##### Listed records

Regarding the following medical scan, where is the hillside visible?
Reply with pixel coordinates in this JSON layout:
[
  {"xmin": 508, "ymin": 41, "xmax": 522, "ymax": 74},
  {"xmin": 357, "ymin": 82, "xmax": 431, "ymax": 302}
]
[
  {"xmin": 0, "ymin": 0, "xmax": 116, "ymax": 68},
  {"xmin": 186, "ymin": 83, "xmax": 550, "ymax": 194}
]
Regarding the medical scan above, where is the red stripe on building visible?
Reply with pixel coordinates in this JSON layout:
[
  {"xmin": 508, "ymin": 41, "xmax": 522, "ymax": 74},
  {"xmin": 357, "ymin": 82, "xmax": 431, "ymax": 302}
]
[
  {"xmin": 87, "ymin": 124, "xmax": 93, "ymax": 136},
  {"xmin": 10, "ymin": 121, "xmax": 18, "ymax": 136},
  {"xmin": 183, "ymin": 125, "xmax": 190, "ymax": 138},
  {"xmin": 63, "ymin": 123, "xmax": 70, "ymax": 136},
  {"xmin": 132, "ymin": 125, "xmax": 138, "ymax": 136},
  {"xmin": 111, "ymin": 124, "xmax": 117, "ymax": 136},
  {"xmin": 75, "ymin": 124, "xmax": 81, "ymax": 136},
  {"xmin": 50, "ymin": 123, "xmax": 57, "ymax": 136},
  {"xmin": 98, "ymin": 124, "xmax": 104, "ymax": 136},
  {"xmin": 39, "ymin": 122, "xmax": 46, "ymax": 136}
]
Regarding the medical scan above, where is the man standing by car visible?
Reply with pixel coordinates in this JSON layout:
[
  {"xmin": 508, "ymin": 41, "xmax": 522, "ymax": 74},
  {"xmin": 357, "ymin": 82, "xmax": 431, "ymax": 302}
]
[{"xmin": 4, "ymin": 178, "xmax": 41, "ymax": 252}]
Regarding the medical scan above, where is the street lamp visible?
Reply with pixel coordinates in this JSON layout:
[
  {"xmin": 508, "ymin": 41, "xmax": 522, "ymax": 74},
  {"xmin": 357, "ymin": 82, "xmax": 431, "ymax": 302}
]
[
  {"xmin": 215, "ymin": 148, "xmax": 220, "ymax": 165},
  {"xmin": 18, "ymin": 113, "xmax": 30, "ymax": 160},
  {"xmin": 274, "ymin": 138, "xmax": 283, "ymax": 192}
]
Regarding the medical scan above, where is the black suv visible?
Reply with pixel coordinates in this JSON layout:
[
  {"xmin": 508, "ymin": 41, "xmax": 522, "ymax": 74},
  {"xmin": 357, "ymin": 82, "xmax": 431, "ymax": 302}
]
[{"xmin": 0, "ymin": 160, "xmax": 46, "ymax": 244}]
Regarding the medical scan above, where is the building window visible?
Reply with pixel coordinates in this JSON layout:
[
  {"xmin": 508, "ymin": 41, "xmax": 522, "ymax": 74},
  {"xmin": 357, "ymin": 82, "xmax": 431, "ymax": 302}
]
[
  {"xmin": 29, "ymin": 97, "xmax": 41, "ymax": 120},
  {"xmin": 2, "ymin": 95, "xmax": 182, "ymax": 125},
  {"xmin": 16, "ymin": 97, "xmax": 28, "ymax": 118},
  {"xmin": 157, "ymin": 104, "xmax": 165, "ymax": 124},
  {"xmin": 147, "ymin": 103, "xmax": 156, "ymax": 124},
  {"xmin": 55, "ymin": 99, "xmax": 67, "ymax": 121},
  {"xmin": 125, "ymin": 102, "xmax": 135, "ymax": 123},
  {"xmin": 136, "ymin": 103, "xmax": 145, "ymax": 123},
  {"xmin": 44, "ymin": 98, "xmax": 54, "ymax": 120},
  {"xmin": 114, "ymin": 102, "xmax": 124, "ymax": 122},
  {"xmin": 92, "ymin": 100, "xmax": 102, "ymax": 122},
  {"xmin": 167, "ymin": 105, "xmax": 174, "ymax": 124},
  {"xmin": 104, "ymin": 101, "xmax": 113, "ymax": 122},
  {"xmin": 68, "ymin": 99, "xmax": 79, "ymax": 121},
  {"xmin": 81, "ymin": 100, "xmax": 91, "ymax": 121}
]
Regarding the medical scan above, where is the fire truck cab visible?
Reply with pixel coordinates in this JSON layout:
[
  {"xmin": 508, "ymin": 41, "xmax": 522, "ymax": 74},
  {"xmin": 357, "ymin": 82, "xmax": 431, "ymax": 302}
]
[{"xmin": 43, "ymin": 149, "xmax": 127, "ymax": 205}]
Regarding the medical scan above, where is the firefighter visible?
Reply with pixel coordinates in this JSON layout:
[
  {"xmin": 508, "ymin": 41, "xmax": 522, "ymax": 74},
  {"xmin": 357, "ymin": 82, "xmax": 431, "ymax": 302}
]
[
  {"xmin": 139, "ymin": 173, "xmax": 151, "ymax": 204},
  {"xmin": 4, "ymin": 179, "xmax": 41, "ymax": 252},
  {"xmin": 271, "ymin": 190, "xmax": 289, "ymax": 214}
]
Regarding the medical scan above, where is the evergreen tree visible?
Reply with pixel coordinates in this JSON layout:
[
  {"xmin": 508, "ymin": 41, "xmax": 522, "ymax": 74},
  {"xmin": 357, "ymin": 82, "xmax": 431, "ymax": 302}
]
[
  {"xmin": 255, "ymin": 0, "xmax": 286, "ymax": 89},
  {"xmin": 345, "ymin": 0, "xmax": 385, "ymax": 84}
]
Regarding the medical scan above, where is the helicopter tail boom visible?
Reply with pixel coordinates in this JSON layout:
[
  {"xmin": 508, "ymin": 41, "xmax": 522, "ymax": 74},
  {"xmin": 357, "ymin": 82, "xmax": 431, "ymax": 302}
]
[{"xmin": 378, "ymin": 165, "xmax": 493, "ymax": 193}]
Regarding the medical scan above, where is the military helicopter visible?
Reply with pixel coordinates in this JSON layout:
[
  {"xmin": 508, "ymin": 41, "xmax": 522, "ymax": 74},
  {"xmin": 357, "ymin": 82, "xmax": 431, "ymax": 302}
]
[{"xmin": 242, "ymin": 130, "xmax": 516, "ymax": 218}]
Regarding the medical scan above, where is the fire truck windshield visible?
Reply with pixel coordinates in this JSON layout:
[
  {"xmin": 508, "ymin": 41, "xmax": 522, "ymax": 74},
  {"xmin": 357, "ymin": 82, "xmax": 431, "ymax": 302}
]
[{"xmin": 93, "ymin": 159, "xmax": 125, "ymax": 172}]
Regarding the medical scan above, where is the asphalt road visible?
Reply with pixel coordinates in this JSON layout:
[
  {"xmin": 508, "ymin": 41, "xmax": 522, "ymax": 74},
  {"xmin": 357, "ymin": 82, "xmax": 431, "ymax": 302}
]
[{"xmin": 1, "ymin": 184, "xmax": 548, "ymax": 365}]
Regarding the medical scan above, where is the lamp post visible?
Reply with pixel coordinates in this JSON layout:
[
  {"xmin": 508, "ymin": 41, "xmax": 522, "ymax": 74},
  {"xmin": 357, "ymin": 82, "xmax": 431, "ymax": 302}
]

##########

*Exercise requirements*. Please give the number of lines in the entries that contain the word "building", and nothing besides it.

*Answer space*. 2